**PROBLEM DETAILS:** Omit the pictures and extract only the lines from the line containing "positive clicks: (18, 71) (22, 65)" to the end of the material, each exactly as written.

**LISTED RECORDS:**
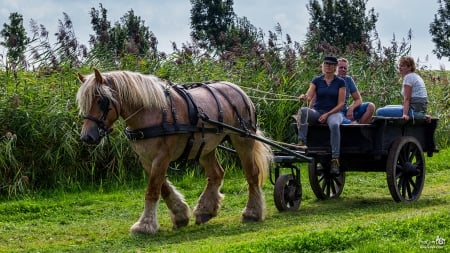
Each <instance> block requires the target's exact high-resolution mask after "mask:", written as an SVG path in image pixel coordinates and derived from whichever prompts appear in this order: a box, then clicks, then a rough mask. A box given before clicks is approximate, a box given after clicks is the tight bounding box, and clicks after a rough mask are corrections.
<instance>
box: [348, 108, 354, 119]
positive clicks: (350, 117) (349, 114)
mask: <svg viewBox="0 0 450 253" xmlns="http://www.w3.org/2000/svg"><path fill="white" fill-rule="evenodd" d="M346 117H347V119H349V120H353V119H354V118H353V110H350V109H349V110H347V115H346Z"/></svg>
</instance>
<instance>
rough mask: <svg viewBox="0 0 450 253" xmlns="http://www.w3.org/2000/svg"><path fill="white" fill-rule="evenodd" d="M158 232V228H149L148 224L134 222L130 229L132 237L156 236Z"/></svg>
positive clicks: (144, 223) (150, 227)
mask: <svg viewBox="0 0 450 253" xmlns="http://www.w3.org/2000/svg"><path fill="white" fill-rule="evenodd" d="M158 230H159V227H158V226H150V225H149V224H145V223H141V222H136V223H134V225H133V226H132V227H131V229H130V232H131V234H132V235H138V234H156V233H157V232H158Z"/></svg>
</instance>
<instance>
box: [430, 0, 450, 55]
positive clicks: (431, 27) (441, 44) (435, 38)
mask: <svg viewBox="0 0 450 253" xmlns="http://www.w3.org/2000/svg"><path fill="white" fill-rule="evenodd" d="M438 3H439V9H438V10H437V14H435V15H434V20H433V22H431V24H430V29H429V32H430V34H431V37H432V39H431V40H432V41H433V42H434V44H435V49H434V50H433V53H435V54H436V56H437V57H438V58H439V59H441V58H442V57H449V59H450V39H449V38H450V30H449V25H450V0H438Z"/></svg>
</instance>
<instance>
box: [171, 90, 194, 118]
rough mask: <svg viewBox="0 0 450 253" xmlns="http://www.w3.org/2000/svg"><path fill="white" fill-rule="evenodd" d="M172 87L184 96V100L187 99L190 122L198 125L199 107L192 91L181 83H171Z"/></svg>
mask: <svg viewBox="0 0 450 253" xmlns="http://www.w3.org/2000/svg"><path fill="white" fill-rule="evenodd" d="M171 86H172V88H173V89H174V90H175V91H176V92H177V93H178V94H179V95H180V96H181V97H182V98H184V101H186V103H187V105H188V115H189V122H190V123H191V125H194V126H195V125H197V123H198V116H197V115H198V108H197V105H196V104H195V102H194V99H193V98H192V95H191V93H189V92H187V91H186V88H185V87H184V86H181V85H175V84H171Z"/></svg>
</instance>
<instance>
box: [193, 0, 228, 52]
mask: <svg viewBox="0 0 450 253" xmlns="http://www.w3.org/2000/svg"><path fill="white" fill-rule="evenodd" d="M191 4H192V9H191V28H192V32H191V36H192V38H194V39H195V40H196V41H197V42H198V43H199V46H200V47H201V48H204V49H208V50H217V51H219V52H222V51H224V50H229V49H230V46H229V42H230V41H229V40H230V39H229V38H227V37H228V35H227V33H228V31H229V30H230V29H231V26H233V24H234V18H235V14H234V11H233V0H208V1H204V0H191ZM227 44H228V45H227Z"/></svg>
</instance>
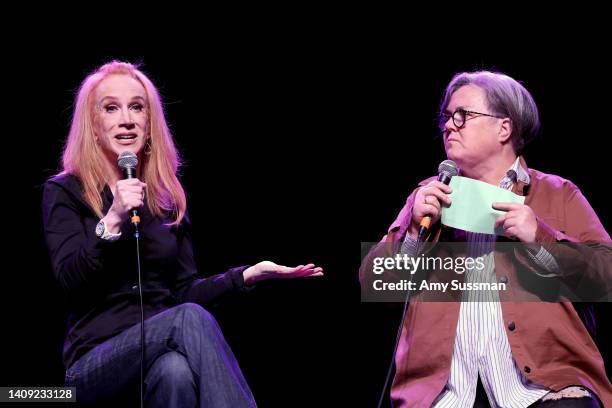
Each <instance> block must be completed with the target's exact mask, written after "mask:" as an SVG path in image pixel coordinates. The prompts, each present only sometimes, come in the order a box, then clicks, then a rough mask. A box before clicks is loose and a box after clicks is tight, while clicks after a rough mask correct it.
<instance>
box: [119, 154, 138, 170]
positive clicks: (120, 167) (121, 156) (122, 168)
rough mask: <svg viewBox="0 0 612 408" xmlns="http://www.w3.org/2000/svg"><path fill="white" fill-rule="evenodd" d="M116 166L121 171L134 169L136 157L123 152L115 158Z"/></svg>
mask: <svg viewBox="0 0 612 408" xmlns="http://www.w3.org/2000/svg"><path fill="white" fill-rule="evenodd" d="M117 164H118V165H119V168H121V169H135V168H136V166H138V157H137V156H136V154H135V153H133V152H129V151H125V152H122V153H121V154H120V155H119V157H117Z"/></svg>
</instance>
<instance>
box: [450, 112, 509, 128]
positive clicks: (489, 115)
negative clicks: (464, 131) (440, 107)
mask: <svg viewBox="0 0 612 408" xmlns="http://www.w3.org/2000/svg"><path fill="white" fill-rule="evenodd" d="M468 115H470V116H472V119H473V118H477V117H479V116H489V117H491V118H498V119H502V118H504V116H497V115H489V114H488V113H481V112H474V111H468V110H465V109H461V108H459V109H457V110H455V111H454V112H453V114H452V115H449V114H448V113H446V112H441V113H440V117H439V119H440V129H442V130H444V125H445V124H446V122H448V120H449V119H450V118H453V123H454V124H455V126H456V127H457V129H461V128H462V127H463V126H465V121H466V120H467V116H468Z"/></svg>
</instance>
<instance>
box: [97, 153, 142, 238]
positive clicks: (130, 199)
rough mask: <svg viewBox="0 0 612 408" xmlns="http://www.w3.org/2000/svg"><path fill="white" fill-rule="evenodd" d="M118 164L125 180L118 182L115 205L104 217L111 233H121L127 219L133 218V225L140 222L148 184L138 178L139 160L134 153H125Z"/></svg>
mask: <svg viewBox="0 0 612 408" xmlns="http://www.w3.org/2000/svg"><path fill="white" fill-rule="evenodd" d="M117 164H118V166H119V168H120V169H121V170H122V172H123V180H119V181H117V185H116V186H115V192H114V198H113V203H112V205H111V207H110V209H109V210H108V213H107V214H106V216H105V217H104V221H105V223H106V227H107V228H108V230H109V231H110V232H113V233H115V232H119V231H120V230H121V225H122V224H123V223H124V222H125V220H126V219H128V217H129V218H131V220H132V224H135V225H137V224H138V223H139V222H140V217H139V216H138V208H140V207H142V206H144V191H145V190H144V189H145V187H146V183H143V182H142V181H140V180H138V179H137V178H136V167H137V165H138V158H137V157H136V155H135V154H134V153H132V152H123V153H121V154H120V155H119V158H118V159H117Z"/></svg>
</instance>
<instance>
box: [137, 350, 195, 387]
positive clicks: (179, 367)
mask: <svg viewBox="0 0 612 408" xmlns="http://www.w3.org/2000/svg"><path fill="white" fill-rule="evenodd" d="M147 377H149V378H150V379H151V380H152V381H162V382H164V383H172V384H179V385H185V384H190V383H192V382H193V373H192V371H191V368H190V367H189V363H188V362H187V359H186V358H185V356H183V355H182V354H180V353H177V352H175V351H169V352H167V353H164V354H162V355H161V356H159V357H158V358H157V359H156V360H155V362H154V363H153V366H151V369H150V370H149V374H148V375H147ZM151 377H152V378H151Z"/></svg>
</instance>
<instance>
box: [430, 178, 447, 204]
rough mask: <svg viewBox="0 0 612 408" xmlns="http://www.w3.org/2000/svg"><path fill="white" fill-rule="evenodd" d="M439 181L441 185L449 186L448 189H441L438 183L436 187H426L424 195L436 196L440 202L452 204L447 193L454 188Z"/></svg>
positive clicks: (444, 186) (438, 182)
mask: <svg viewBox="0 0 612 408" xmlns="http://www.w3.org/2000/svg"><path fill="white" fill-rule="evenodd" d="M437 183H439V184H440V185H441V186H444V187H446V188H447V190H441V189H440V188H439V187H438V186H437V185H436V186H435V187H426V188H424V189H423V196H424V197H425V198H427V197H430V196H434V197H436V198H437V199H438V201H439V202H442V203H445V204H446V205H450V204H451V199H450V197H449V196H448V195H446V194H447V192H448V193H450V192H451V191H452V190H450V187H449V186H447V185H446V184H442V183H440V182H437Z"/></svg>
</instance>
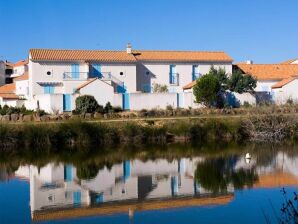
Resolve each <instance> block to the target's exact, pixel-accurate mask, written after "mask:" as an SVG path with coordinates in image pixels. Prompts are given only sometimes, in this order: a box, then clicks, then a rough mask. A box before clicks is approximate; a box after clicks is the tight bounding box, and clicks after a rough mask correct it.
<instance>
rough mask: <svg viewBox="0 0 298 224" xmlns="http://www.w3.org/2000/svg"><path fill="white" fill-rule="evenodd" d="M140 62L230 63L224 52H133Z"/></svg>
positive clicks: (145, 51)
mask: <svg viewBox="0 0 298 224" xmlns="http://www.w3.org/2000/svg"><path fill="white" fill-rule="evenodd" d="M133 53H134V54H135V57H136V58H137V60H141V61H214V62H215V61H221V62H232V61H233V59H232V58H231V57H230V56H229V55H227V54H226V53H225V52H211V51H210V52H209V51H133Z"/></svg>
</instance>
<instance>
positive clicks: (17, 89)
mask: <svg viewBox="0 0 298 224" xmlns="http://www.w3.org/2000/svg"><path fill="white" fill-rule="evenodd" d="M16 95H20V96H23V97H24V98H26V99H28V97H29V81H28V80H22V81H16Z"/></svg>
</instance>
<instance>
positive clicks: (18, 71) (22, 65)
mask: <svg viewBox="0 0 298 224" xmlns="http://www.w3.org/2000/svg"><path fill="white" fill-rule="evenodd" d="M27 71H28V65H20V66H14V67H13V73H12V74H11V75H12V76H13V77H17V76H20V75H23V74H24V72H27Z"/></svg>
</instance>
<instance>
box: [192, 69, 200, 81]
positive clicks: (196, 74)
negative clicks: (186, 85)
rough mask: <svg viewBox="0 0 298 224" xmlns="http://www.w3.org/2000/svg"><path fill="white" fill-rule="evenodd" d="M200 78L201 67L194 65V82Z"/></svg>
mask: <svg viewBox="0 0 298 224" xmlns="http://www.w3.org/2000/svg"><path fill="white" fill-rule="evenodd" d="M198 78H200V72H199V66H198V65H193V66H192V81H194V80H197V79H198Z"/></svg>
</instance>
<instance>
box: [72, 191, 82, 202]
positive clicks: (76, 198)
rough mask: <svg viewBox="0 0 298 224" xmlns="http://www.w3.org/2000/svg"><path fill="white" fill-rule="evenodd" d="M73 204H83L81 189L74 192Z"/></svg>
mask: <svg viewBox="0 0 298 224" xmlns="http://www.w3.org/2000/svg"><path fill="white" fill-rule="evenodd" d="M73 204H74V205H80V204H81V192H80V191H75V192H73Z"/></svg>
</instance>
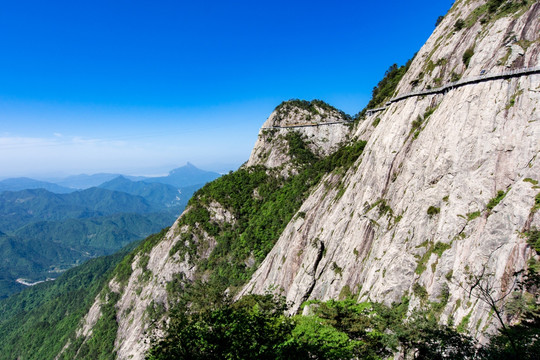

**EXPECTED OUTPUT:**
positive clicks: (18, 71) (22, 65)
mask: <svg viewBox="0 0 298 224" xmlns="http://www.w3.org/2000/svg"><path fill="white" fill-rule="evenodd" d="M27 71H28V65H20V66H14V67H13V73H12V74H11V75H12V76H13V77H17V76H20V75H23V74H24V72H27Z"/></svg>
</instance>
<instance>
box: [192, 69, 200, 81]
positive clicks: (196, 74)
negative clicks: (186, 85)
rough mask: <svg viewBox="0 0 298 224" xmlns="http://www.w3.org/2000/svg"><path fill="white" fill-rule="evenodd" d="M200 78L201 67L194 65V82Z"/></svg>
mask: <svg viewBox="0 0 298 224" xmlns="http://www.w3.org/2000/svg"><path fill="white" fill-rule="evenodd" d="M198 78H200V72H199V66H198V65H193V66H192V81H194V80H197V79H198Z"/></svg>
</instance>
<instance>
box: [72, 191, 82, 202]
positive clicks: (76, 198)
rough mask: <svg viewBox="0 0 298 224" xmlns="http://www.w3.org/2000/svg"><path fill="white" fill-rule="evenodd" d="M73 204H83L81 189L74 192Z"/></svg>
mask: <svg viewBox="0 0 298 224" xmlns="http://www.w3.org/2000/svg"><path fill="white" fill-rule="evenodd" d="M73 204H74V205H80V204H81V192H80V191H75V192H73Z"/></svg>
</instance>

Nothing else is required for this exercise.